Information supplied:
◇ ◇ ◇ ◇
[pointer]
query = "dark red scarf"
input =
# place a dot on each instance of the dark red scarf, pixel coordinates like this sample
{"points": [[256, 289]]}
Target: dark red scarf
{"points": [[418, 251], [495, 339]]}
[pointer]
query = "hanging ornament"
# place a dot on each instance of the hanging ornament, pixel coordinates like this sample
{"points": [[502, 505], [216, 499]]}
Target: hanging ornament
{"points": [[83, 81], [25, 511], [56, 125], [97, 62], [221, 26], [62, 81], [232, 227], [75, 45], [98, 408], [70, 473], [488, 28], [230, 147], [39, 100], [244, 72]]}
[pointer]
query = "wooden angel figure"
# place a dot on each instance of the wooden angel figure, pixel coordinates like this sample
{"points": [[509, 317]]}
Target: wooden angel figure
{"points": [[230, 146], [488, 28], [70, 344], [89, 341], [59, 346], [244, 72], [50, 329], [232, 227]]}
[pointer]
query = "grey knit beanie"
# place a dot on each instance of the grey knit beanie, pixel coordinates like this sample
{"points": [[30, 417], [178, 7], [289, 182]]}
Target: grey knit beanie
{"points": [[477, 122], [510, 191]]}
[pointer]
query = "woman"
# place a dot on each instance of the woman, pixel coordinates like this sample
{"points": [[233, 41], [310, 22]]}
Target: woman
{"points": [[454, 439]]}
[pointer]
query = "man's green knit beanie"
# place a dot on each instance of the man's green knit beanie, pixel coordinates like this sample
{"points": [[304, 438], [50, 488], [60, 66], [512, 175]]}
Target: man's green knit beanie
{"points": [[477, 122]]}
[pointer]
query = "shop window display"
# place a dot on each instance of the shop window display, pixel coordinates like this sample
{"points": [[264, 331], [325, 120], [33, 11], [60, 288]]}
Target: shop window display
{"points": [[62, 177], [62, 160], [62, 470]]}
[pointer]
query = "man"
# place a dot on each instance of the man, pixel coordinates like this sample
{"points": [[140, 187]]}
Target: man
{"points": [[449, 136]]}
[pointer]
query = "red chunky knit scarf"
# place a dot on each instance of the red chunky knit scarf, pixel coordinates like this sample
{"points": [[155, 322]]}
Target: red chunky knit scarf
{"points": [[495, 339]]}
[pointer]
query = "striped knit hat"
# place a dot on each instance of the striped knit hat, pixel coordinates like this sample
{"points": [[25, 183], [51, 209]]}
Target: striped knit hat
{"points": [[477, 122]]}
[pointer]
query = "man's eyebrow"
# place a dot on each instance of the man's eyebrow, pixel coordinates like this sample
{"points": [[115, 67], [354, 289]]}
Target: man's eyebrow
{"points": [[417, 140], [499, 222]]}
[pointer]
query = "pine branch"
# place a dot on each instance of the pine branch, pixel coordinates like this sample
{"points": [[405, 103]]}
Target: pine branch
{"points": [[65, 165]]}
◇ ◇ ◇ ◇
Every line that holds the string "place" must be copied from the records above.

Task solution:
# place a dot on each instance of the dark red scarf, pixel coordinates like this sample
# place a dot on each instance of the hanging ornament, pixel coordinates like this sample
# place a dot on each instance of the wooden angel figure, pixel coordinates like this sample
# place a dot on each instance of the grey knit beanie, pixel coordinates like this sample
# place a dot on each instance of the woman, pixel coordinates like this sample
# place a dot on each instance of the man's green knit beanie, pixel coordinates like this sample
# place a dot on each instance of the shop window display, pixel coordinates like this sample
# place a dot on each instance of the man, pixel coordinates like this sample
# place a dot on each instance of the red chunky knit scarf, pixel coordinates like this sample
# place a dot on each instance of the striped knit hat, pixel coordinates like this sample
# place a dot on each instance of the man's eyebrow, pixel coordinates like this sample
# place a dot on each instance of the pine branch, pixel coordinates like this sample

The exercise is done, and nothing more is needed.